Le vanneau huppé fait lui aussi figure d'oracle météo fiable. Son arrivée en bande du nord-ouest à l'arrière saison précède de quarante huit heures une importante vague de froid.

 

 

« Si les chouettes font entendre leur gémissement au crépuscule, il fera beau.»

 

 

 

A la basse-cour

 

 

Pour confirmer ce que nous aurons dit les oiseaux sauvages, on pourra toujours se tourner vers la basse cour. Ainsi lorsque pendant l'ondée les poules restent au poulailler serrées les unes contre les autres, la pluie n'est pas passagère mais au contraire si elles continuent à s'ébattre dehors comme si de rien n'était, c'est que le mauvais temps continuera.

 

« Si le coq chante le soir,

C'est signe qu'il va bientôt pleuvoir.

Si le coq chante à midi,

Signe d'un temps de paradis. 

 

 

Le bétail n'est pas en reste. « Lorsque les bêtes à cornes reniflent la pluie est proche ». De même, il est de mauvais augure que les vaches soient toutes couchées du mauvais côté. Il est important de savoir également qu'avant le mauvais temps les vaches sont moins généreuses en lait.

Le chien et le chat, sont bien entendu, les deux animaux familiers de la maison auprès desquels l'imagination populaire a trouvé un terrain propice pour leur accorder le plus de facultés météorologiques.

 

 

« Lorsque le chat fait sa toilette,

S'il ne se frotte pas le nez

Signe de beau temps,

Mais s'il passe sa patte par dessus l'oreille,

Signe de pluie. »

Données brutes
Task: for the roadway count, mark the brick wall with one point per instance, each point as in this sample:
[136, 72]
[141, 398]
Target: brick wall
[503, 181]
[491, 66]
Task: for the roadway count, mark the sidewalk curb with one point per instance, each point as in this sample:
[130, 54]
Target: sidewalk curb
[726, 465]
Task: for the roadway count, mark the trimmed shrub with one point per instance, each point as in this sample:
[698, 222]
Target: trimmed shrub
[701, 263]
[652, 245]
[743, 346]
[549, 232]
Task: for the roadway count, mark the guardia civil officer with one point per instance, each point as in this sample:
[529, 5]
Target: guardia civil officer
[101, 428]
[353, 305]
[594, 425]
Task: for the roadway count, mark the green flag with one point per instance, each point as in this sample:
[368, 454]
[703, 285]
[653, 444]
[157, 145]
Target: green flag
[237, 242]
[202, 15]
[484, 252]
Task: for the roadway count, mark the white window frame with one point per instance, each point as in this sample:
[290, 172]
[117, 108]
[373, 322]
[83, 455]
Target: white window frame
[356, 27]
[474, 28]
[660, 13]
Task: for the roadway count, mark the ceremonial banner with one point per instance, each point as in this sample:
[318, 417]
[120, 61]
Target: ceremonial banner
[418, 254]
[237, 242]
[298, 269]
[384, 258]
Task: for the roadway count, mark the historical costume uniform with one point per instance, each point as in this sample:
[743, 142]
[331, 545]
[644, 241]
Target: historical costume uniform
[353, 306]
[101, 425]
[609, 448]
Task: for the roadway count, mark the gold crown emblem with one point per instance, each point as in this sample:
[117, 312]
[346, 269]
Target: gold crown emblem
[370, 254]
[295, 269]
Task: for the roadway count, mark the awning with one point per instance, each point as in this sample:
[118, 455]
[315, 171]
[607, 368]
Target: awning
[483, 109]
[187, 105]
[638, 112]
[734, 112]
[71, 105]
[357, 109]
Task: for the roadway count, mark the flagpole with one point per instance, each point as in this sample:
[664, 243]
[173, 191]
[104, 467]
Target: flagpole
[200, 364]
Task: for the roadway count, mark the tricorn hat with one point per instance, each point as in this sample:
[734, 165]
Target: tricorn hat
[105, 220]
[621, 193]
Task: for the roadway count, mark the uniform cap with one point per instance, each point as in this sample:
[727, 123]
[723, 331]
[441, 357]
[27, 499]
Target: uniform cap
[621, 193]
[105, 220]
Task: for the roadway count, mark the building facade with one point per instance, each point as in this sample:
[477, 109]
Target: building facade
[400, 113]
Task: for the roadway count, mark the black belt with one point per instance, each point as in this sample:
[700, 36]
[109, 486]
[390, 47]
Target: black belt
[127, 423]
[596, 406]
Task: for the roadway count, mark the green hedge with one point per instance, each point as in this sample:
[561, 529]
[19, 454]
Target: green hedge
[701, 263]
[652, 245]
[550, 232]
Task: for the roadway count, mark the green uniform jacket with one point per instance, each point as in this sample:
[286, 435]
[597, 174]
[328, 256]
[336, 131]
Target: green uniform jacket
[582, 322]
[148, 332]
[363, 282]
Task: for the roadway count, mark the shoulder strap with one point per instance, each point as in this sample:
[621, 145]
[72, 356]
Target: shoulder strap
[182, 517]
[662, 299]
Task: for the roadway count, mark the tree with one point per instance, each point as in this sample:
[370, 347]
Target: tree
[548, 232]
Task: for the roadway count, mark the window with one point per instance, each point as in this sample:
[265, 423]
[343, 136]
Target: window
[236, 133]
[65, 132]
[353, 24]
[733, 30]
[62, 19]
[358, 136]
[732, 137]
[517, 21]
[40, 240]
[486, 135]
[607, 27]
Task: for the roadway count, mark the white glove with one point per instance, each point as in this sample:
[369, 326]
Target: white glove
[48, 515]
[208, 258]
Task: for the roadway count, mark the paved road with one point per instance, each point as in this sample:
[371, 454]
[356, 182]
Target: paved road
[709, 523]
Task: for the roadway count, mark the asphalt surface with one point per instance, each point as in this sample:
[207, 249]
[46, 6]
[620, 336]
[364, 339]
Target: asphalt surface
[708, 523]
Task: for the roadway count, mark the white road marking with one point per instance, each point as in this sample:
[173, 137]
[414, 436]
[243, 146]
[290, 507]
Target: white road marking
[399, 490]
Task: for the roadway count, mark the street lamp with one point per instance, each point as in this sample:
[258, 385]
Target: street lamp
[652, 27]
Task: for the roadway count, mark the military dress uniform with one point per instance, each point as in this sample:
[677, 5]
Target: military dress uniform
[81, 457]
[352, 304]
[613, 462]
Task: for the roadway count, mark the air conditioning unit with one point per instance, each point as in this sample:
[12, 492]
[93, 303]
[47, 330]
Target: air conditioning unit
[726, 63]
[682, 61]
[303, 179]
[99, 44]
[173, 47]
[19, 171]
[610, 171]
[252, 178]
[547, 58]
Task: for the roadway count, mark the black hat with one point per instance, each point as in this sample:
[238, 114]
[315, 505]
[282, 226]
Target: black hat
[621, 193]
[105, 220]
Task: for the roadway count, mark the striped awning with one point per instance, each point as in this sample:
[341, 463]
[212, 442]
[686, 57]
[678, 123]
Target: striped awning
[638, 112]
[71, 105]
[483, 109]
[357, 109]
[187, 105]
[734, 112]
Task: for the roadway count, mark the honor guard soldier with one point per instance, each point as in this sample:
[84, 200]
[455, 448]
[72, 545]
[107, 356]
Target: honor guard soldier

Objectif 1
Selon le document, combien de temps avant une importante vague de froid le vanneau huppé arrive-t-il en bande du nord-ouest ?
Objectif 2
D'après le document, quels comportements du coq, du bétail et du chat annoncent la pluie ou le mauvais temps ?

Solution détaillée 1
Quarante-huit heures avant.

Solution détaillée 2
- Le coq chante le soir.
- Les bêtes à cornes reniflent.
- Les vaches sont toutes couchées du mauvais côté.
- Les vaches sont moins généreuses en lait.
- Le chat passe sa patte par-dessus l'oreille en faisant sa toilette.